New Kid in Town, Part II

There’s talk on the street; it’s there to remind you
It doesn’t really matter which side you’re on.
                                                         New Kid in Town, Hotel California, Eagles, 1976

A previous post reviewed the challenges of introducing new a CEO or CFO to investors.  But what’s investor relations role when a new director joins the board?

Board refreshment is a hot topic among many activist and institutional investors. This reflects understandable investor concerns about boards’ ability to oversee evolving strategies and risks in rapidly changing environments.  Questions investors ask include:  Does the board have the requisite expertise, experience, and skills?  Is the board’s self-assessment process rigorous and objective enough to identify its own strengths and weakness and implement a plan to address?

Items drawn from a data source:
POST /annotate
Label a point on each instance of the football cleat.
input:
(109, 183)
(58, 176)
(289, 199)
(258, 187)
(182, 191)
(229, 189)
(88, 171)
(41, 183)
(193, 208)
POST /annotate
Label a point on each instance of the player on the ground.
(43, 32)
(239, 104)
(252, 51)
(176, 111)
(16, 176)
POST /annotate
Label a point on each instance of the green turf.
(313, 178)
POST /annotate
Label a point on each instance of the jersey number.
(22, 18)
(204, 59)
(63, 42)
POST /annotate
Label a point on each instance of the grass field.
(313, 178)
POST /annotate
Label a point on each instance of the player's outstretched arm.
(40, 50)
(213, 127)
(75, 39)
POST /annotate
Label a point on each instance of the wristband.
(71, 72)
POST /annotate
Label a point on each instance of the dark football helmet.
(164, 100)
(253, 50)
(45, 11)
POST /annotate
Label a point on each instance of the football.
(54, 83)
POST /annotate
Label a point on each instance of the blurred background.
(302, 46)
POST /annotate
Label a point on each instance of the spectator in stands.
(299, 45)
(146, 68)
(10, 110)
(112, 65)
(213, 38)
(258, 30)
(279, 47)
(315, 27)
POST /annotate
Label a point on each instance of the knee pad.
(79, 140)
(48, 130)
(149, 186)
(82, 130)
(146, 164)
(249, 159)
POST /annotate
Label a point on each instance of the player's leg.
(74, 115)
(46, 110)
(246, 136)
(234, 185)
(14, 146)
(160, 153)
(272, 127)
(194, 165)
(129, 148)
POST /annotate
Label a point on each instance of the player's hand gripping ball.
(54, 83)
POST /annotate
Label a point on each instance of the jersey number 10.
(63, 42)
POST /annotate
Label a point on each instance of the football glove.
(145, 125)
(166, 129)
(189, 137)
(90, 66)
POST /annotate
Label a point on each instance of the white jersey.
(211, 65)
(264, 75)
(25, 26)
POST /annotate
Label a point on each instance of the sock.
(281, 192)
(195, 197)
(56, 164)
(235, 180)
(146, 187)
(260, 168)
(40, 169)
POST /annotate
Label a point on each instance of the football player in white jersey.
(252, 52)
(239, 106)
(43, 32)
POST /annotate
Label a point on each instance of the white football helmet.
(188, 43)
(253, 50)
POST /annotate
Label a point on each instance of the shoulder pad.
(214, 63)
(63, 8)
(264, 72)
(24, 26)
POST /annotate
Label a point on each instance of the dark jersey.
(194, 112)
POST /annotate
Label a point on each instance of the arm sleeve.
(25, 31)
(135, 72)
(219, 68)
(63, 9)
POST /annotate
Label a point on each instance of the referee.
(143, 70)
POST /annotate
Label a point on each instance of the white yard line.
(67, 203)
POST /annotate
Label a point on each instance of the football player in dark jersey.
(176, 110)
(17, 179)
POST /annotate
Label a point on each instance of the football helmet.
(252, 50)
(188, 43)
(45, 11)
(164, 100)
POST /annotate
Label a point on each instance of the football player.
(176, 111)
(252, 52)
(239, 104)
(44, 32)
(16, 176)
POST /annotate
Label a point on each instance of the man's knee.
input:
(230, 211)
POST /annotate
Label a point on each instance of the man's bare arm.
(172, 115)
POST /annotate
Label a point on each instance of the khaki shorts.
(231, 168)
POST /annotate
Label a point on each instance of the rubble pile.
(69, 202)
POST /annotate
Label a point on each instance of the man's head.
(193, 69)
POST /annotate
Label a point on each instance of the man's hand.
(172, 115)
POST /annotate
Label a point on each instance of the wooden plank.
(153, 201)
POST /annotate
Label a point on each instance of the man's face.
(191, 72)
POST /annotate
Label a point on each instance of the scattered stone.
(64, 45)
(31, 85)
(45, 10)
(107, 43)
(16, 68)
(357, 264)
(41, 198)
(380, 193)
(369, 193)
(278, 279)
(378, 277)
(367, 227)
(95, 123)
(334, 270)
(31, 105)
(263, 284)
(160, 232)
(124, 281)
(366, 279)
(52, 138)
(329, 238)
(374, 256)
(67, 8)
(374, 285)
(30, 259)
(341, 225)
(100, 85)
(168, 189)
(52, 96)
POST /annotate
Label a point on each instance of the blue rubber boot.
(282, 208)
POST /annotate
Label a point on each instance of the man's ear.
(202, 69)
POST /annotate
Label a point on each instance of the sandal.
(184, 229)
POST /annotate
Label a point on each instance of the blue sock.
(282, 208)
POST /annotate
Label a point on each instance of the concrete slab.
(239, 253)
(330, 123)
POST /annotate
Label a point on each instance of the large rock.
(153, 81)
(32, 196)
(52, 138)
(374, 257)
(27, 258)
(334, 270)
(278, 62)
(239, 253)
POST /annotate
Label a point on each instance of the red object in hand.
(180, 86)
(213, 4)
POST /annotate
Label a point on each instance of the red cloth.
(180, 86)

▶ REQUIREMENT A
In the passage on board refreshment, what does the topic's popularity among activist and institutional investors reflect?
▶ REQUIREMENT B
Carry on writing the passage on board refreshment, starting right after its final sentence.
These records were taken from a separate source.

▶ EXERCISE RESULT A
It reflects understandable investor concerns about boards' ability to oversee evolving strategies and risks in rapidly changing environments.

▶ EXERCISE RESULT B
When boards refresh themselves – voluntarily or otherwise – it speaks to the opportunity for a new level of energy, perspectives and engagement in the board room.  The good news is boards are taking action:

Board TenureSource:  Spencer Stuart Board Index 2017

The new director onboarding process is managed at the board level with the General Counsel/Corporate Secretary playing a pivotal role.  The amount of information a new director needs to absorb is daunting.  Beyond getting an overview of the company, its management team, strategies and results, new directors also receive background on the other directors, past board meetings as well as corporate, board and committee governance documents and policies.  From an investor relations perspective, information that new directors should be provided include:

  • A profile of the overall shareholder base, including investor style, turnover and a risk/opportunity assessment of key investors (e.g., recent ownership changes, sentiment, relevant activism history)
  • An outline of the overall investor relations and shareholder engagement effort including the typical message development and communications process as well as management or board access practices
  • A summary of analyst reports and investor perspective on the company, peer set and industry

Materials like these can help ensure the board is aware of investor perspectives and help inform their decisions. As a steward of corporate value, investor relations is well positioned to provide this to them.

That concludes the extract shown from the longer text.